━━━ Input rows

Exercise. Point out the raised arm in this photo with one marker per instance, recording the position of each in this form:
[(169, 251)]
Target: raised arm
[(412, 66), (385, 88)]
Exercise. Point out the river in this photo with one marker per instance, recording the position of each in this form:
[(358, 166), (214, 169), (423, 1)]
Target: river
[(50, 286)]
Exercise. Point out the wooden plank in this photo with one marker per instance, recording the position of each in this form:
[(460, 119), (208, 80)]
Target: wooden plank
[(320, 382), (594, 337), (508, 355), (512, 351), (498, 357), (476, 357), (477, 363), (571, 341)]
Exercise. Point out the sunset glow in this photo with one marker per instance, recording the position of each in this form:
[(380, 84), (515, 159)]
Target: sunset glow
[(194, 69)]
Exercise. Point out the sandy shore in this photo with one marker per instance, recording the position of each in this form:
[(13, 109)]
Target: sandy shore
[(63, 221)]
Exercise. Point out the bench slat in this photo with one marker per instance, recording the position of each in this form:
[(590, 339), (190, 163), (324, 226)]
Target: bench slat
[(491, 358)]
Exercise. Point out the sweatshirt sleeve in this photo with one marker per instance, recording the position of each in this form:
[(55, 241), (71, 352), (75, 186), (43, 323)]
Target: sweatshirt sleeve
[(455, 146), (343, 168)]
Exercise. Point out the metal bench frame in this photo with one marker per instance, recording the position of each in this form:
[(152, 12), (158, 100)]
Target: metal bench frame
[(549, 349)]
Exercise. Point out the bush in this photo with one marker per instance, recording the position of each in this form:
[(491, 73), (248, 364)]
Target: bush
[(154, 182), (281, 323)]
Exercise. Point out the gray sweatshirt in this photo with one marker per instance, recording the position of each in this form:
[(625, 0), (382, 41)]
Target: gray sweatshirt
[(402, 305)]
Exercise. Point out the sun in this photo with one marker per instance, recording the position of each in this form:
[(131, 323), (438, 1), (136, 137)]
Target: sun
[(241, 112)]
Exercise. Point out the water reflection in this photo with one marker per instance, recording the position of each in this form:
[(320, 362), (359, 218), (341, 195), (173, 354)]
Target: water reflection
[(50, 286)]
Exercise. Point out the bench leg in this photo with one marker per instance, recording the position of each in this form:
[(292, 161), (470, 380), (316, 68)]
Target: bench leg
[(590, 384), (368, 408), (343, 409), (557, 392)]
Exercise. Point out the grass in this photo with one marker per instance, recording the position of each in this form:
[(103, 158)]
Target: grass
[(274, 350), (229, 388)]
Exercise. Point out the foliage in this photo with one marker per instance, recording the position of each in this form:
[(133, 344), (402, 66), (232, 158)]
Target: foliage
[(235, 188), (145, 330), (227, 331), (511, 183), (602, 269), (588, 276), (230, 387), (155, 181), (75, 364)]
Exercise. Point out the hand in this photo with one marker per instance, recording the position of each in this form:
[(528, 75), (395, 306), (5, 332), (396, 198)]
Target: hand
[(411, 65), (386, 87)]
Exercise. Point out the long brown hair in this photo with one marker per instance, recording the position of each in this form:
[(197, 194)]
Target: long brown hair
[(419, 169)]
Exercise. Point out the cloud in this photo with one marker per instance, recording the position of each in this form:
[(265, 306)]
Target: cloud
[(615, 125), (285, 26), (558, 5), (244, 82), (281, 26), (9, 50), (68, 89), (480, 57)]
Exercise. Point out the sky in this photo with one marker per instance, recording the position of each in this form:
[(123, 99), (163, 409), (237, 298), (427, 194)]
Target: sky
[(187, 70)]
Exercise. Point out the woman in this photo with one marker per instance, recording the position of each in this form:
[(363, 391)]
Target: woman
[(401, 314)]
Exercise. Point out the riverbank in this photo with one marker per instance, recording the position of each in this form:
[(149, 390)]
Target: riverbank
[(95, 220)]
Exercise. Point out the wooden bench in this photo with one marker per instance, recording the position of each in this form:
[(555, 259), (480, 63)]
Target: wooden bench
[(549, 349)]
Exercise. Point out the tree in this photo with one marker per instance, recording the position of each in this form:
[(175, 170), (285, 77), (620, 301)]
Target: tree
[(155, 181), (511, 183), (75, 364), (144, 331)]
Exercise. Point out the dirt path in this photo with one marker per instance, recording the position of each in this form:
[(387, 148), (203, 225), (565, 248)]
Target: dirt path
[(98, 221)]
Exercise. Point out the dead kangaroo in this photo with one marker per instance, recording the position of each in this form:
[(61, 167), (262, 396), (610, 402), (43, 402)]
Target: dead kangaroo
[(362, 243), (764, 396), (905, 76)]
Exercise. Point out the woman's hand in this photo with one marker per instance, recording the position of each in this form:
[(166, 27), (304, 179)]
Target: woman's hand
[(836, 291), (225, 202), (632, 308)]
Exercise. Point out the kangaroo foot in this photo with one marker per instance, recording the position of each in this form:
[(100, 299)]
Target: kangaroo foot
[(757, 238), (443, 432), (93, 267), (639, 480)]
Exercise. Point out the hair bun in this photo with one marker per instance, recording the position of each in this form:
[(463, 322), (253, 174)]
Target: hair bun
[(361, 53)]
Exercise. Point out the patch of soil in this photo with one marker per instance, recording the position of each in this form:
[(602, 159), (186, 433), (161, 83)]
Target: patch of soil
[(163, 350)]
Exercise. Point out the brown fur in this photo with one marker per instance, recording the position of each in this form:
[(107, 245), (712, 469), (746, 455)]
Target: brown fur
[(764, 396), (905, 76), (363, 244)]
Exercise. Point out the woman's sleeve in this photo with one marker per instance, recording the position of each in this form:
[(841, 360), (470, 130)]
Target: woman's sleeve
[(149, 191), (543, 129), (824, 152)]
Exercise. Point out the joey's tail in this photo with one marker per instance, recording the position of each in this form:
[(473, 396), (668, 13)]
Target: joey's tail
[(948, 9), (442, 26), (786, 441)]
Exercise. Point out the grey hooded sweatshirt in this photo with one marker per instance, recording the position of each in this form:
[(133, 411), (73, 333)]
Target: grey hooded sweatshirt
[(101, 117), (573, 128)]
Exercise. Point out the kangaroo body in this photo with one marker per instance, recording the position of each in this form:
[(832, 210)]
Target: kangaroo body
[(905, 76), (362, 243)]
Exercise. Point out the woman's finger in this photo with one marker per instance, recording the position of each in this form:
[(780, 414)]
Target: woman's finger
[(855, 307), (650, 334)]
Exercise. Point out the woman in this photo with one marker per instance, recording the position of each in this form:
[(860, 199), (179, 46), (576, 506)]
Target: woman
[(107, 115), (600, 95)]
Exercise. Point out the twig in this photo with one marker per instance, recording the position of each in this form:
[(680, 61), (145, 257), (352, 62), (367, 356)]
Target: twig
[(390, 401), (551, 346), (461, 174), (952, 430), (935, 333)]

━━━━━━

Task description = Could you rewrite all of the material above so that "Point out" becomes "Indicate" everywhere it occurs, with nothing else changed?

Completed exercise =
Exercise. Indicate the raised arm in this photo with one marker per instance, recording the position of each in this form:
[(169, 251)]
Target: raised arm
[(412, 66), (385, 88)]
Exercise. Indicate the river in this photo with one marker per instance, recording the position of each in this form:
[(358, 166), (214, 169), (423, 1)]
Target: river
[(50, 286)]
Exercise. Indicate the wooden plank in this photo with one marker per instance, recording the position of each in this form:
[(460, 119), (208, 80)]
Target: wooden plank
[(320, 382), (594, 337), (508, 355), (512, 351), (498, 357), (476, 357), (477, 363), (571, 341)]
Exercise. Indicate the sunset glow in this photo with one marker per instance, recording the position of each in this form:
[(380, 84), (515, 159)]
Target: sunset glow
[(194, 69)]
Exercise. Indicate the sandy shore in this photo with one marker per instance, recording the position of each in this form:
[(13, 109)]
Target: sandy shore
[(63, 221)]
Exercise. Indicate the bench slat in this photo with one marker per instance, recording the position of each in this form:
[(590, 339), (190, 163), (324, 226)]
Target: bench slat
[(491, 358)]
Exercise. Indicate the sweatshirt sleeve in this photo with one marker per instance, recording the position of each in this form:
[(55, 241), (71, 352), (75, 186), (43, 323)]
Target: sweatshirt sleeve
[(455, 146), (343, 168)]
Exercise. Indicate the metal bench frame in this photo with one marker per instance, recording the position of each in this form:
[(152, 12), (158, 100)]
Target: metal bench frame
[(549, 349)]
Exercise. Indicate the bush in this photo with one marker per instance, recording the position of each in this form:
[(491, 73), (248, 364)]
Target: bush
[(154, 182), (281, 323)]
Exercise. Indicate the gray sweatshirt in this photo with one marker per instance, recording the position of each in this form:
[(625, 0), (382, 41)]
Target: gray sweatshirt
[(402, 305)]
Exercise. Indicate the sun in this photo with one marker per instance, recording the position of each in this form:
[(131, 323), (438, 1), (136, 137)]
Target: sun
[(241, 112)]
Exercise. Indicate the water reflection in this photo with one marker per instance, recording the position of each in this form:
[(320, 362), (359, 218), (341, 195), (173, 354)]
Target: water reflection
[(50, 286)]
Exercise. Indicate the bench leg in this photo with one marker per instance, recording the position of each in this form:
[(292, 161), (470, 380), (316, 68)]
Target: bench leg
[(590, 384), (368, 408), (343, 409), (557, 392)]
Exercise. Indicate the grass in this photo with one marker per instance, recording the position of each in this form:
[(103, 158)]
Target: grass
[(274, 350), (229, 388)]
Exercise. Indicate the foliage in this photo with one marker per instance, recording the position of each in this form:
[(133, 344), (402, 66), (232, 158)]
Target: foliage
[(235, 188), (145, 330), (227, 331), (511, 183), (602, 269), (588, 276), (230, 387), (155, 181), (75, 364)]
Exercise. Indicate the hand in this photo with one marker per instance, recording the position of each in this form:
[(528, 75), (395, 306), (5, 332), (396, 198)]
Target: hand
[(411, 65), (386, 87)]
Exercise. Indicate the long brown hair in this photo with one marker per instance, recording the position of each in this form:
[(197, 194)]
Target: long brown hair
[(419, 169)]
Exercise. Indicate the cloud in this photo with one marker per instance, recording the position of each in this form:
[(265, 306)]
Target: cloud
[(615, 125), (285, 26), (558, 5), (244, 82), (281, 26), (9, 50), (68, 89), (480, 57)]
Exercise. Indicate the sky in this photo with one marker per instance, recording the position of each in this form:
[(123, 99), (163, 409), (237, 298), (427, 194)]
Target: sky
[(187, 70)]
Exercise. Indicate the woman in this photo with one marker per instance, recording the position of each in this form:
[(363, 391)]
Target: woman
[(401, 314)]
Exercise. Indicate the riverbank in this photo with one marker per instance, recording the position of each in this form:
[(149, 390)]
Target: riverbank
[(95, 220)]
Exercise. Indicate the wooden bench in this photo with one marker per instance, recording the position of each in this form:
[(555, 259), (480, 63)]
Target: wooden bench
[(549, 349)]
Exercise. Indicate the tree in this photo with one marker per instance, recording the position of each in this form:
[(175, 170), (285, 77), (620, 301)]
Target: tree
[(155, 181), (511, 183), (75, 364), (144, 331)]
Exercise. Indicate the dirt path in this photo with one marker per instance, recording the position of each in this form:
[(387, 148), (203, 225), (565, 248)]
Target: dirt path
[(98, 221)]
Exercise. Indicate the dead kangaroo in this photo with one marker per instance, recording the position of each in this form:
[(61, 167), (262, 396), (610, 402), (43, 402)]
Target: dead kangaroo
[(362, 243), (764, 396), (905, 76)]
Exercise. Indicate the woman's hand in this photo with one marker per instance, recording the position of each in this form:
[(166, 27), (304, 179)]
Target: woman's hand
[(836, 291), (225, 202), (632, 308)]
Exercise. Indicate the kangaroo foot in this photo with one marker per instance, recording the position of each in this form:
[(100, 299)]
Target: kangaroo foot
[(757, 238), (443, 432), (93, 267), (639, 480)]
Exercise. Indicate the hair bun in this photo with one marker per instance, recording the position of each in this form:
[(463, 322), (253, 174)]
Target: hair bun
[(361, 53)]
Exercise. Indicate the patch of soil in this photo with one marker per instance, recording the position of each in this form:
[(602, 159), (186, 433), (161, 83)]
Target: patch of soil
[(163, 350)]
Exercise. Indicate the brown fur in this photo with one marker per instance, recording the position of each in this form:
[(107, 245), (712, 469), (746, 455)]
Target: brown fur
[(764, 396), (905, 76), (363, 244)]
Exercise. Indicate the woman's sleeve in this photo with one marker per instance, recording the position of each in this form:
[(841, 360), (470, 130)]
Target: woman's sleeve
[(149, 191), (543, 129), (824, 152)]
Exercise. Indicate the joey's tail in this photo with one marker per instance, recording the position of each in this form:
[(473, 396), (668, 13)]
Target: joey's tail
[(948, 9), (442, 26), (786, 441)]
Exercise. Indicate the grey hooded sweatshirt in this photo with one marker per instance, recording the position of each in this form:
[(133, 411), (73, 333)]
Target: grey hooded sweatshirt
[(101, 117), (573, 128)]
Exercise. Indicate the kangaroo body in this photo with one marker per instance, recording the position of each in this form:
[(832, 210)]
Target: kangaroo body
[(905, 76), (362, 243)]
Exercise. Indicate the woman's finger in this photo with one marker per instance, recording the position of each in this form:
[(780, 414)]
Target: woman's finger
[(855, 307), (650, 334)]
Exercise. Indicate the woman in this photo with one marker per instance, recording the position of each in this form:
[(860, 199), (179, 46), (576, 506)]
Target: woman
[(107, 115), (600, 95)]
Exercise. Indicate the twig in this photo with one marker per instance, recording the position of each in this form:
[(680, 61), (145, 257), (352, 62), (367, 356)]
Target: twig
[(390, 401), (551, 346), (461, 174), (952, 430), (935, 333)]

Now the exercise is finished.